**QUOTED PASSAGE:**
Australia’s thirst for wine from lesser-known grape varieties is on the rise. Entries in the iconic Australian Alternative Varieties Wine Show have grown exponentially in recent years, and according to Wine Australia, when we’re talking wine, Australians prefer to pour a white wine. So, what are some good white wines to try beyond the usual suspects of chardonnay, pinot grigio, sauvignon blanc and riesling?
The coasts of Galicia, Spain and northern Portugal are home to albariño. In Australia, the origins of this white wine were somewhat obscured until DNA testing confirmed that early albariño plantings were, in fact, the French grape savagnin. Mystery solved, albariño can now be found producing a dry white wine, usually unoaked with refreshing acidity and often with a light spritz on the palate. Bursting with white blossoms, ripe green apple, stone and citrus fruit flavours, albariño, like sauvignon blanc, works well with seafood, especially oysters, octopus, fish tacos and seafood risottos.
Top pick: Marieta Albariño
Vermentino grapes are grown throughout Italy and thought to have been imported from Spain during the Middle Ages. Areas such as Liguria, Tuscany and the island of Sardinia are known for vermentino, as is the south of France and the island of Corsica. A 1970s arrival to Australia, vermentino has flavours of ripe green apple, lemon and fresh herbs, with a nutty almond finish. Like sauvignon blanc or semillon, this white wine makes a great aperitif and pairs well with salads and grilled fish. Richer styles of vermentino partner perfectly with lobster and tomato-based pasta dishes.
Top pick: Amore Bello Vermentino
Viognier is originally from Northern Rhône, France and dates from the 1970s in Australia. It can produce several types of white wine, including dessert wine. Dry white wine styles range from light and fresh to rich and full-bodied. Filled with jasmine and honeysuckle, juicy stone fruit, quince and tropical fruit, viognier can be similar to chardonnay but more aromatic, and fresh like a sauvignon blanc but with lower acidity. It has excellent food-matching capacity and options include crab, lobster, fish, chicken and pork. It also goes well with lightly spiced foods like chicken korma.

**PROVIDED DATA:**
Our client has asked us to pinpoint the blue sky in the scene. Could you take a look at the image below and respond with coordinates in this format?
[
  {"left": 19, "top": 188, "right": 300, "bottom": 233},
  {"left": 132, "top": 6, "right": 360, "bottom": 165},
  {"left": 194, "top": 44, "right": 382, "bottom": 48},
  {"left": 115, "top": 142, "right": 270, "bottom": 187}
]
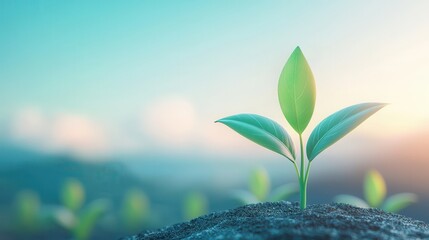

**EXERCISE 1:**
In the white wine article, what did DNA testing show about early albariño plantings in Australia?
**EXERCISE 2:**
Condense the paragraph of the white wine article that begins "The coasts of Galicia" into a short bulleted list that keeps its main facts.
**EXERCISE 3:**
Write out the passage of the white wine article between "Top pick: Amore" and "like chicken korma.", inclusive.

**FINAL ANSWER 1:**
It showed that they were actually the French grape savagnin.

**FINAL ANSWER 2:**
- Albariño comes from the coasts of Galicia, Spain and northern Portugal.
- In Australia, DNA testing showed that early albariño plantings were the French grape savagnin.
- It makes a dry white wine that is usually unoaked, with refreshing acidity and often a light spritz.
- Its flavors include white blossoms, ripe green apple, stone fruit and citrus.
- Like sauvignon blanc, it pairs well with seafood such as oysters, octopus, fish tacos and seafood risottos.

**FINAL ANSWER 3:**
Top pick: Amore Bello Vermentino
Viognier is originally from Northern Rhône, France and dates from the 1970s in Australia. It can produce several types of white wine, including dessert wine. Dry white wine styles range from light and fresh to rich and full-bodied. Filled with jasmine and honeysuckle, juicy stone fruit, quince and tropical fruit, viognier can be similar to chardonnay but more aromatic, and fresh like a sauvignon blanc but with lower acidity. It has excellent food-matching capacity and options include crab, lobster, fish, chicken and pork. It also goes well with lightly spiced foods like chicken korma.